# Items start

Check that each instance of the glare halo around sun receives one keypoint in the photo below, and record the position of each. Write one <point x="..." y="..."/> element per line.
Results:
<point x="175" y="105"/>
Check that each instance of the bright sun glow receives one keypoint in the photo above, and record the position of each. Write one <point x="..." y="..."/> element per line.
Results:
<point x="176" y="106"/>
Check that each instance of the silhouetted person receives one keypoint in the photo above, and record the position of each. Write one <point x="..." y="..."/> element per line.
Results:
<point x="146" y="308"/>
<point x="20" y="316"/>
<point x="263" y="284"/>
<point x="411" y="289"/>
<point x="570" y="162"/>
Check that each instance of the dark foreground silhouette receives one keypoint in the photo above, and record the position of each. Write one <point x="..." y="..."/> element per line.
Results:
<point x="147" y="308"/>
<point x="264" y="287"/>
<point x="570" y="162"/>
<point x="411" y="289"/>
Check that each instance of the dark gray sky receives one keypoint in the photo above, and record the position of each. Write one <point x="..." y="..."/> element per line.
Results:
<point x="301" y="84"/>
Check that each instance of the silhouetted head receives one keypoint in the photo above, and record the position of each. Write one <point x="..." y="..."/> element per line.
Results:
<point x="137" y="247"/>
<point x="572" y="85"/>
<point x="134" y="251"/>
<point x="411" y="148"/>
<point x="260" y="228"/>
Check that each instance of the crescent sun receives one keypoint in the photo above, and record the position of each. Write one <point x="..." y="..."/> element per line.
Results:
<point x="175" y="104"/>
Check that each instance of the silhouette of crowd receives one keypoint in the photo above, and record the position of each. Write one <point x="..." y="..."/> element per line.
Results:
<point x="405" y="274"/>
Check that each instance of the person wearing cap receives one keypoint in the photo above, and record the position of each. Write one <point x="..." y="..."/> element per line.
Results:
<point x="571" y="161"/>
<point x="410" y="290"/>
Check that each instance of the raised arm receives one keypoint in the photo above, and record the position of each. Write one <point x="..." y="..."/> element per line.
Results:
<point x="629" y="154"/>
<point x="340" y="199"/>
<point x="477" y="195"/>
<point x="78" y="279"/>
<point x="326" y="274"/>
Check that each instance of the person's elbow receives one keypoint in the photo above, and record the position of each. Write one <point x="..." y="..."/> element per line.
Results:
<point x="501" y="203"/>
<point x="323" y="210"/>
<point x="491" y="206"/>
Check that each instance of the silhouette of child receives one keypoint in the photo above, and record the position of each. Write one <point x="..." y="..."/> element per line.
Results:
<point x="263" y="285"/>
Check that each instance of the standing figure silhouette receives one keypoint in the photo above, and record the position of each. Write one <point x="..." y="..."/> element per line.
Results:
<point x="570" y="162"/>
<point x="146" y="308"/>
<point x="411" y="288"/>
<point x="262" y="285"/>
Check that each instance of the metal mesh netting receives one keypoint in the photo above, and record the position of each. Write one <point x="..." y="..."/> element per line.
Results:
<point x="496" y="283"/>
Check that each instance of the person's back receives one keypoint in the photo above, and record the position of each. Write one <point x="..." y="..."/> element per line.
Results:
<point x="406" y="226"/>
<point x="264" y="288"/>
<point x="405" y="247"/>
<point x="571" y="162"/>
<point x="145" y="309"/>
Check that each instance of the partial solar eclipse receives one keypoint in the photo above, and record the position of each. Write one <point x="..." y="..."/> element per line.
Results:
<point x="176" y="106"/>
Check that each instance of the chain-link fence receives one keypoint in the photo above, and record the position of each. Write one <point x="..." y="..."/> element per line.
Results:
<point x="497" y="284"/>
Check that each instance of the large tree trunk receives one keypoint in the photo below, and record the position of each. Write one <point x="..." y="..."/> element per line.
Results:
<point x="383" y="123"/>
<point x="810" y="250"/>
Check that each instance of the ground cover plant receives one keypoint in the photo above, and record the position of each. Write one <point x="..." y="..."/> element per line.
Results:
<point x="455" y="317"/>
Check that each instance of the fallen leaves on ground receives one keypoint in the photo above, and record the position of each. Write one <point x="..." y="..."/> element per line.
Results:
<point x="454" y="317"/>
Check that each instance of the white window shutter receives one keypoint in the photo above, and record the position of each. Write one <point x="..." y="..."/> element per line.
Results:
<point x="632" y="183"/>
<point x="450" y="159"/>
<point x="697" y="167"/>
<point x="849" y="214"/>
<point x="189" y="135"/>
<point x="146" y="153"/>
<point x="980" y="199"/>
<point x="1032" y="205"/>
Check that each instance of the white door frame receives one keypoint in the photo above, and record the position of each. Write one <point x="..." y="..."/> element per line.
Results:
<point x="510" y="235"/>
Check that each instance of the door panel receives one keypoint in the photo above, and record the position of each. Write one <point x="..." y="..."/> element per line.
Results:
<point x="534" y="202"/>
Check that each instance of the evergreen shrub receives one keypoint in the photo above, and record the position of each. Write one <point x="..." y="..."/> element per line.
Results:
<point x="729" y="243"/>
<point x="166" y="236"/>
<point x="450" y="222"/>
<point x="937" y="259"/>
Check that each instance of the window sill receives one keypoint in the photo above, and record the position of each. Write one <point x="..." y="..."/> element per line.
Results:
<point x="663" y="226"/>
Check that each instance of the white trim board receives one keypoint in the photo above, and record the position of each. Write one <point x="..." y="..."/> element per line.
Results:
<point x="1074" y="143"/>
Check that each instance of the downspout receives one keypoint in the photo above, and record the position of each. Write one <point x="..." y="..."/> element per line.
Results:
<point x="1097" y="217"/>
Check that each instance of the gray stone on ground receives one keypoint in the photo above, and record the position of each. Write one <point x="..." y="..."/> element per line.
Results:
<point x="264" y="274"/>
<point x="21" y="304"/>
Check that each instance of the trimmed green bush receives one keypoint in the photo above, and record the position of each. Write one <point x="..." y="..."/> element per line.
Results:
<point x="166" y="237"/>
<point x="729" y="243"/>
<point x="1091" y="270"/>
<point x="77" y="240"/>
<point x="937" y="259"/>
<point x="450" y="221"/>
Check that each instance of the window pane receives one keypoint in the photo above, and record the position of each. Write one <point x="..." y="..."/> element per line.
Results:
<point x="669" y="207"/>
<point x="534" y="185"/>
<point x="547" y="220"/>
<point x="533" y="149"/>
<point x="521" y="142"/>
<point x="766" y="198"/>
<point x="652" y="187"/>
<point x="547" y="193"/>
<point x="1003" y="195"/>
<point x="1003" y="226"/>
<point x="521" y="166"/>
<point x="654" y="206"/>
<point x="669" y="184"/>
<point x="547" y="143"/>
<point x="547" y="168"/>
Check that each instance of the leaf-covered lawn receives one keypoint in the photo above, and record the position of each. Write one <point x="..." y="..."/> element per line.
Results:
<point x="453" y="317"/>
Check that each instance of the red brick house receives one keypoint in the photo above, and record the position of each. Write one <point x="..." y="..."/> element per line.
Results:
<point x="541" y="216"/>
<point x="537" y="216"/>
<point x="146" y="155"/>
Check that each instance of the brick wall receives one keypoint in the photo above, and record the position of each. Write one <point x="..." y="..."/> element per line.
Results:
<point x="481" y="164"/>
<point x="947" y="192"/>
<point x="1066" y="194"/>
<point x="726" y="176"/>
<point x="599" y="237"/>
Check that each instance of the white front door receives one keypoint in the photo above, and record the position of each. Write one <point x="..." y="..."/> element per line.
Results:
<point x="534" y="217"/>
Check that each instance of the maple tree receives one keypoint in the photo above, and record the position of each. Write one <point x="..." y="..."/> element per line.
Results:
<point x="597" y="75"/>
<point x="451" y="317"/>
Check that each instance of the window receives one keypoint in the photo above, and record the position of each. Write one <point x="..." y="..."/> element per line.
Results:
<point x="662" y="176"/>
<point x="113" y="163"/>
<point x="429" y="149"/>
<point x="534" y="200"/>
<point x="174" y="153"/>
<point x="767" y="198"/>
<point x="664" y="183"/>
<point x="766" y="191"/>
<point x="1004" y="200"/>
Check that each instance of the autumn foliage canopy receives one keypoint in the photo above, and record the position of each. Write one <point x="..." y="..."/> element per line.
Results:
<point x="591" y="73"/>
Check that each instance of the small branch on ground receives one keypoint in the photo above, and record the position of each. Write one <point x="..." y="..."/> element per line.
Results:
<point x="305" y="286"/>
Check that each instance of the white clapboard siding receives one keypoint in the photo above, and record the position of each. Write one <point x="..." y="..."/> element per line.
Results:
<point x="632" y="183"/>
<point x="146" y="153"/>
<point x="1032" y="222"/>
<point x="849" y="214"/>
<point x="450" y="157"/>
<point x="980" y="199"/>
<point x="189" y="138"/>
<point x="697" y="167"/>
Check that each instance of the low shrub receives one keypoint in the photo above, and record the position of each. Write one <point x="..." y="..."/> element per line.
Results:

# Items end

Written exercise – Copy out exactly the lines between the line with "Check that each instance of the white front" and the last line of the entries, counting both of those lines.

Result of the exercise –
Check that each instance of the white front door receives one keypoint in the photo above, and record the position of each. Write one <point x="..." y="..."/> element per line.
Results:
<point x="534" y="217"/>
Check that each instance of the maple tree receives one keypoint in the photo above, and record the position of each. Write one <point x="..." y="..."/> element per line.
Results:
<point x="597" y="75"/>
<point x="451" y="317"/>
Check that each instance of the window receives one keypoint in the photo above, and record the position of each. Write one <point x="..." y="..."/> element per line.
Results:
<point x="662" y="176"/>
<point x="113" y="163"/>
<point x="429" y="149"/>
<point x="534" y="200"/>
<point x="174" y="153"/>
<point x="767" y="198"/>
<point x="664" y="183"/>
<point x="766" y="191"/>
<point x="1004" y="200"/>
Check that each instance of the autumn foliage canopy receives one keypoint in the photo above, and record the position of each. Write one <point x="..." y="..."/> element per line.
Results:
<point x="591" y="73"/>
Check that each instance of the small branch on ground receives one keypoint in the photo above, and record the position of each. Write one <point x="..." y="..."/> element per line.
Results:
<point x="305" y="286"/>
Check that each instance of the white clapboard siding receives one keypoint in the photo above, and record the position of each. Write one <point x="..." y="..."/> element per line.
Results:
<point x="632" y="183"/>
<point x="146" y="153"/>
<point x="1032" y="222"/>
<point x="849" y="214"/>
<point x="450" y="157"/>
<point x="980" y="199"/>
<point x="189" y="138"/>
<point x="697" y="167"/>
Check that each instance of the low shrub receives one keypoint in the photo above, and record the position of each. Write one <point x="..." y="..."/> element per line.
Results:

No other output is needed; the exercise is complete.